» **Set exercise**
Please update these lines by changing each "v2.4" to "v2.5" and keeping everything else the same.
=== Input ===
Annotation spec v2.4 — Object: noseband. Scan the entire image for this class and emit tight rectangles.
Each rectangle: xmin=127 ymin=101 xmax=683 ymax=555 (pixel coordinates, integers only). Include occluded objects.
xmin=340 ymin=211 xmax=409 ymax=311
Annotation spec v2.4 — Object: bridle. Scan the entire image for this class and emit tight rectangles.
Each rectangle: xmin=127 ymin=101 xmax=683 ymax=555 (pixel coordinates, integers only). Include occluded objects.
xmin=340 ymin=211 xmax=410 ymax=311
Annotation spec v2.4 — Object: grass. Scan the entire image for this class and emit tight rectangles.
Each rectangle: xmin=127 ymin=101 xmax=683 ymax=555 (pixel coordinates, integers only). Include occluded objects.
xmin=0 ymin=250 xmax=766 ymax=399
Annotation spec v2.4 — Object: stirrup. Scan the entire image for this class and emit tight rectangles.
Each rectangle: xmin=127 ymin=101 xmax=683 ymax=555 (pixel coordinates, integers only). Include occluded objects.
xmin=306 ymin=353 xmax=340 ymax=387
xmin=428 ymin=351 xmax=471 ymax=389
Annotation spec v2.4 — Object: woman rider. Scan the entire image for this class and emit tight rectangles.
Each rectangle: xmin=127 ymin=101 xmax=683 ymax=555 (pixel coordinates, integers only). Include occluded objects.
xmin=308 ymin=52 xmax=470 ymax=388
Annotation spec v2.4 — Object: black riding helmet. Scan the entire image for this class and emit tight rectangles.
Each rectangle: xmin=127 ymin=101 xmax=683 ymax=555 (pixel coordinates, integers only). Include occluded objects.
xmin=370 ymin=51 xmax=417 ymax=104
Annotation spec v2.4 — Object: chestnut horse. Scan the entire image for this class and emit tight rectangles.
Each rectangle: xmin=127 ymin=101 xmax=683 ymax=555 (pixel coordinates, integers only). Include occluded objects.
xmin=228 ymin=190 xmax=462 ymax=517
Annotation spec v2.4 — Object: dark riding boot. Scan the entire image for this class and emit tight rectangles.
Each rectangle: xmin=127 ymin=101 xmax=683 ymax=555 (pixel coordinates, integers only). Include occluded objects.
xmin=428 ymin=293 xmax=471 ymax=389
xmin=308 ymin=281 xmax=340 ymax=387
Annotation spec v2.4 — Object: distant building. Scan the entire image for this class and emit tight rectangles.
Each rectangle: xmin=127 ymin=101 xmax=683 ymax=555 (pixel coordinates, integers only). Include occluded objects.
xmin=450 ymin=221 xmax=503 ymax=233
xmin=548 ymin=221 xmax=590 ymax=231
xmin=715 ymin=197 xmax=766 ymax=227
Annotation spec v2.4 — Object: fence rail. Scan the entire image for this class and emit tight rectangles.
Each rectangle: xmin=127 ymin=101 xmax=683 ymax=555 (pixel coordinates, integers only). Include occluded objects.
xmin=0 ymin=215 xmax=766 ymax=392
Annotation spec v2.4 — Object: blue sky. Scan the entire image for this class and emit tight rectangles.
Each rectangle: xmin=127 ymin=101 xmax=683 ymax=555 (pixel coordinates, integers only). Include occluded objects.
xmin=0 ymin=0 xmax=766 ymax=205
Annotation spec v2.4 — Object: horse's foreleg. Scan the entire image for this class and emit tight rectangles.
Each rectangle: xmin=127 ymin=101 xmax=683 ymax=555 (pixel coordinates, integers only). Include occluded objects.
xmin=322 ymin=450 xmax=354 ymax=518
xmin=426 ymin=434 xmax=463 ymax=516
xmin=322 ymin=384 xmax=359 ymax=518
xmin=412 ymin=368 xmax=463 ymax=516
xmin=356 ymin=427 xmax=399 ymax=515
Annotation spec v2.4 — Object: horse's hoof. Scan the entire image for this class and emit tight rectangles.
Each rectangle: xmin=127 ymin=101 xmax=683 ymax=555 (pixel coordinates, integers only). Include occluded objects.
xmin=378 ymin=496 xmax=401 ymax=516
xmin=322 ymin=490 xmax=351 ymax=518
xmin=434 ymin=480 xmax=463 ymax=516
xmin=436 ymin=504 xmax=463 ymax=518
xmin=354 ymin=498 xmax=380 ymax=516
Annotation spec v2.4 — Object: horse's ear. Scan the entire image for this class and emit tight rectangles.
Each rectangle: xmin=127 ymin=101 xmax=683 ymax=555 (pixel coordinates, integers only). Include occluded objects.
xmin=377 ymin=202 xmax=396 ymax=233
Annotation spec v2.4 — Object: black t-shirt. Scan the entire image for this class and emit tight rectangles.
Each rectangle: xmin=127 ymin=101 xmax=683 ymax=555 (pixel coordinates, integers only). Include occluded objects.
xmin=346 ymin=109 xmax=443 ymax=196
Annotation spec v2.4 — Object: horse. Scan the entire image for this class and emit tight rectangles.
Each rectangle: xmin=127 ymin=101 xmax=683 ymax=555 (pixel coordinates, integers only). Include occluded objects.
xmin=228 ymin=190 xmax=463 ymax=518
===
» **Solution for this exercise**
Annotation spec v2.5 — Object: noseband. Scan the entire image for this class and emit tight rectangles.
Each rectangle: xmin=127 ymin=101 xmax=683 ymax=555 (pixel coordinates, integers only). Include occluded objects.
xmin=340 ymin=211 xmax=409 ymax=311
Annotation spec v2.5 — Object: bridle. Scan the entire image for this class and emit tight rectangles.
Each rectangle: xmin=127 ymin=101 xmax=683 ymax=555 (pixel coordinates, integers only). Include occluded objects.
xmin=340 ymin=211 xmax=410 ymax=311
Annotation spec v2.5 — Object: grass. Scan the entire image for this class and emit tight rectangles.
Each rectangle: xmin=127 ymin=101 xmax=683 ymax=555 (pixel coordinates, integers only). Include occluded objects.
xmin=0 ymin=250 xmax=766 ymax=399
Annotation spec v2.5 — Object: stirrup. Scan the entire image for this class and emit tight rectangles.
Each rectangle: xmin=127 ymin=101 xmax=683 ymax=555 (pixel coordinates, integers only). Include occluded objects.
xmin=306 ymin=353 xmax=340 ymax=387
xmin=428 ymin=351 xmax=471 ymax=389
Annotation spec v2.5 — Object: woman rider. Scan the entire image for this class and emit tight rectangles.
Each rectangle: xmin=127 ymin=101 xmax=683 ymax=555 (pixel coordinates, integers only). Include occluded objects.
xmin=308 ymin=52 xmax=470 ymax=388
Annotation spec v2.5 — Object: black riding helmet. Scan the entire image for this class and emit tight rectangles.
Each rectangle: xmin=127 ymin=101 xmax=683 ymax=555 (pixel coordinates, integers only). Include occluded objects.
xmin=370 ymin=51 xmax=417 ymax=104
Annotation spec v2.5 — Object: chestnut horse. Scan the entire image for this class and emit tight rectangles.
Each rectangle: xmin=127 ymin=101 xmax=683 ymax=555 (pixel coordinates, integers only). Include occluded objects.
xmin=228 ymin=190 xmax=462 ymax=517
Annotation spec v2.5 — Object: dark riding boot. Scan the entire image for this class and emit tight rectangles.
Each rectangle: xmin=127 ymin=101 xmax=683 ymax=555 (pixel coordinates, integers only). Include occluded objects.
xmin=428 ymin=293 xmax=471 ymax=389
xmin=308 ymin=281 xmax=340 ymax=387
Annotation spec v2.5 — Object: distant building. Scan the entire image for this class and emit tight rectangles.
Each rectangle: xmin=127 ymin=101 xmax=683 ymax=555 (pixel coordinates, integers only). Include occluded objects.
xmin=450 ymin=221 xmax=503 ymax=233
xmin=548 ymin=221 xmax=590 ymax=231
xmin=715 ymin=197 xmax=766 ymax=227
Annotation spec v2.5 — Object: fence rail. Scan the entire image for this class and emit tight rectangles.
Each rectangle: xmin=127 ymin=101 xmax=683 ymax=555 (pixel coordinates, integers only). Include occluded objects.
xmin=0 ymin=215 xmax=766 ymax=392
Annotation spec v2.5 — Object: blue sky. Scan the entire image for this class and emit tight rectangles.
Each rectangle: xmin=127 ymin=101 xmax=683 ymax=555 (pixel coordinates, integers only). Include occluded objects.
xmin=0 ymin=0 xmax=766 ymax=205
Annotation spec v2.5 — Object: horse's foreleg. Scan the entire image for this class and emit tight rectangles.
Each rectangle: xmin=127 ymin=101 xmax=683 ymax=555 (pixel coordinates, integers only). Include occluded objects.
xmin=322 ymin=450 xmax=354 ymax=518
xmin=426 ymin=434 xmax=463 ymax=516
xmin=322 ymin=384 xmax=359 ymax=518
xmin=412 ymin=368 xmax=463 ymax=516
xmin=356 ymin=427 xmax=399 ymax=515
Annotation spec v2.5 — Object: horse's hoof. Scan the entire image for this class and emit tight rectangles.
Each rectangle: xmin=127 ymin=101 xmax=683 ymax=555 (pixel coordinates, integers only). Include occluded objects.
xmin=378 ymin=496 xmax=401 ymax=516
xmin=322 ymin=490 xmax=351 ymax=518
xmin=434 ymin=480 xmax=463 ymax=516
xmin=436 ymin=504 xmax=463 ymax=518
xmin=354 ymin=498 xmax=380 ymax=516
Annotation spec v2.5 — Object: horse's ear. Scan the entire image for this class and emit tight rectangles.
Each rectangle: xmin=127 ymin=101 xmax=683 ymax=555 (pixel coordinates, integers only). Include occluded objects.
xmin=377 ymin=202 xmax=396 ymax=233
Annotation spec v2.5 — Object: black t-shirt. Scan the entire image for this class and emit tight rectangles.
Each rectangle: xmin=127 ymin=101 xmax=683 ymax=555 (pixel coordinates, integers only). Include occluded objects.
xmin=346 ymin=109 xmax=443 ymax=196
Annotation spec v2.5 — Object: horse. Scan the entire image for this class and emit tight rectangles.
Each rectangle: xmin=127 ymin=101 xmax=683 ymax=555 (pixel coordinates, integers only). Include occluded objects.
xmin=228 ymin=190 xmax=463 ymax=518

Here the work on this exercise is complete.